■ Given text ■

PUBLISH AND PERISH

HOW TO FAIL IN BUSINESS WITHOUT REALLY FAILING.

Three weeks ago, Herschel Caldwell, the owner of a small newspaper company called Focus Journals Inc., filed for protection from his creditors under federal bankruptcy laws. The filing came as little surprise to, among others, Oliva de Castanos, a former editor of Caldwell's Denver Medical Journal, who had been trying to take the bounce out of her paychecks for nearly half a year before she quit.

Nor, when Sherry Anderson thought about it, was she particularly shocked when she heard of Caldwell's bankruptcy. Anderson lent Caldwell $3,000 in March 1992, but says she gave up any hope of collecting the debt eight months later--when another of Caldwell's companies, Focus Publication, also filed for bankruptcy protection.

For her part, Marge Lastick barely raised her eyebrows when she heard of Caldwell's filing. That's because she reconciled herself long ago to writing off the $38,000 Caldwell owed her when yet another of the publisher's companies, Network Publishing, declared bankruptcy in 1990.

■ Exercise set ■
**a)** Answer these questions from the Caldwell article:
(i) What was the name of the small newspaper company Herschel Caldwell owned?
(ii) How much money did Sherry Anderson lend Caldwell?
(iii) Which of Caldwell's companies declared bankruptcy in 1990?
**b)** Please duplicate everything in the Caldwell article from "PUBLISH AND PERISH" down to "for bankruptcy protection.".
**c)** Write the next part of the Caldwell article, picking up after its last sentence.
The records are separate material and have no connection to the Caldwell article.

■ Available data ■

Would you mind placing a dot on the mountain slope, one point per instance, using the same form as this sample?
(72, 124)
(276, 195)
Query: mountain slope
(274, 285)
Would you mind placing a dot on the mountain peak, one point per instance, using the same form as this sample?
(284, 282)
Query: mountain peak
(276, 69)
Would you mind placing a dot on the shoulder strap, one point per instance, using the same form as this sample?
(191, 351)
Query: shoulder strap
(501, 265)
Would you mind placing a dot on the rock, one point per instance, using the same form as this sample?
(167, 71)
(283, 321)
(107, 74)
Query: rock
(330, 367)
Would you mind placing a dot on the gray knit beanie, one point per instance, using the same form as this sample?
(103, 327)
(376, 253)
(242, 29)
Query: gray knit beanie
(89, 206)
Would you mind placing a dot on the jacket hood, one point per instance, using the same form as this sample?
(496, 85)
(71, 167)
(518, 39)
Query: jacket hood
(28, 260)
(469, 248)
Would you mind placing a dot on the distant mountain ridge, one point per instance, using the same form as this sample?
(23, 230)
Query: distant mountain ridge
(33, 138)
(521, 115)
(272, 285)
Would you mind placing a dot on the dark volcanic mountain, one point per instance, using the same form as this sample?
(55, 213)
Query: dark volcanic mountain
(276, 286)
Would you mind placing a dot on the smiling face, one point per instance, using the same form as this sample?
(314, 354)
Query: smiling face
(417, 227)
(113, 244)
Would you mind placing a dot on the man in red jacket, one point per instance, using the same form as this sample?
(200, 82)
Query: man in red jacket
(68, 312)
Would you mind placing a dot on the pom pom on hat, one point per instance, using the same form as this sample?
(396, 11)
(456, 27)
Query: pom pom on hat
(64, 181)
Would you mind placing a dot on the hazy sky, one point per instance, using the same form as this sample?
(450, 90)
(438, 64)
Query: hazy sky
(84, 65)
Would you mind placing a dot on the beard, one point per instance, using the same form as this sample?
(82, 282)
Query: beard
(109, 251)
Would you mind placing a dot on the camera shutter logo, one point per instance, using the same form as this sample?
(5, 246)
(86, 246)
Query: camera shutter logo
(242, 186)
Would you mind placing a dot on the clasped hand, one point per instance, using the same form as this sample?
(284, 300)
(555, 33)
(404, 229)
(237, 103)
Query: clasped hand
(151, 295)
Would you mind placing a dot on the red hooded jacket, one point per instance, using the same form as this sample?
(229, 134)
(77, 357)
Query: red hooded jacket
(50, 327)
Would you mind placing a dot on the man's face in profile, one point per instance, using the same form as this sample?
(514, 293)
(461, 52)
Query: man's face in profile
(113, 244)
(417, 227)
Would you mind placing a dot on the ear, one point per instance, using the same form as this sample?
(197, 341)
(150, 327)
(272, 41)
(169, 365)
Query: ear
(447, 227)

■ Answers to the exercises ■
**a)**
(i) Focus Journals Inc.
(ii) $3,000
(iii) Network Publishing

**b)**
PUBLISH AND PERISH

HOW TO FAIL IN BUSINESS WITHOUT REALLY FAILING.

Three weeks ago, Herschel Caldwell, the owner of a small newspaper company called Focus Journals Inc., filed for protection from his creditors under federal bankruptcy laws. The filing came as little surprise to, among others, Oliva de Castanos, a former editor of Caldwell's Denver Medical Journal, who had been trying to take the bounce out of her paychecks for nearly half a year before she quit.

Nor, when Sherry Anderson thought about it, was she particularly shocked when she heard of Caldwell's bankruptcy. Anderson lent Caldwell $3,000 in March 1992, but says she gave up any hope of collecting the debt eight months later--when another of Caldwell's companies, Focus Publication, also filed for bankruptcy protection.

**c)**
"I made a couple attempts to track down his bank accounts," she recalls. "But I didn't want to spend any more time and money, so I sort of gave up." Adds John Egan, a Denver attorney who represented Sherry Anderson, "This guy just eludes everybody."

Caldwell's past may be catching up with him, though. A growing number of former investors and employees have formed a sort of loose-knit, anti-fan club. The members, who are mostly single women, meet occasionally and speak on the phone constantly. Their goal, they say, is simple: to keep the publisher out of business.

To the best of anyone's knowledge, Caldwell (who did not return repeated phone calls from Westword) has done nothing illegal. Nor is he a Michael Milken or a Meyer Blinder who takes investors for million-dollar rides.

Yet he is a fine example of someone who has mastered the bankruptcy game. Federal bankruptcy laws were designed to give debtors a new lease on their financial lives by lessening or even erasing debts so that they could begin anew. But critics charge--and Caldwell proves--that the laws are loose enough to afford plenty of room to maneuver.

His ride through the bankruptcy courts began back in the fall of 1987 when he answered a classified ad placed by Marge Lastick. Lastick, who currently lives in Longmont, had been running a monthly magazine called Network: The Magazine for Colorado Women. Although the publication, whose circulation had grown to 10,000, was never a financial success, Lastick says it came out every month between 1984 and 1987.

By 1987, however, Lastick was burned out and wanted to sell. She placed the ad. Caldwell responded, and in November 1987 he bought Network for $40,000. According to Lastick, Caldwell gave her a down payment of $2,000. It was the last money she ever saw from him.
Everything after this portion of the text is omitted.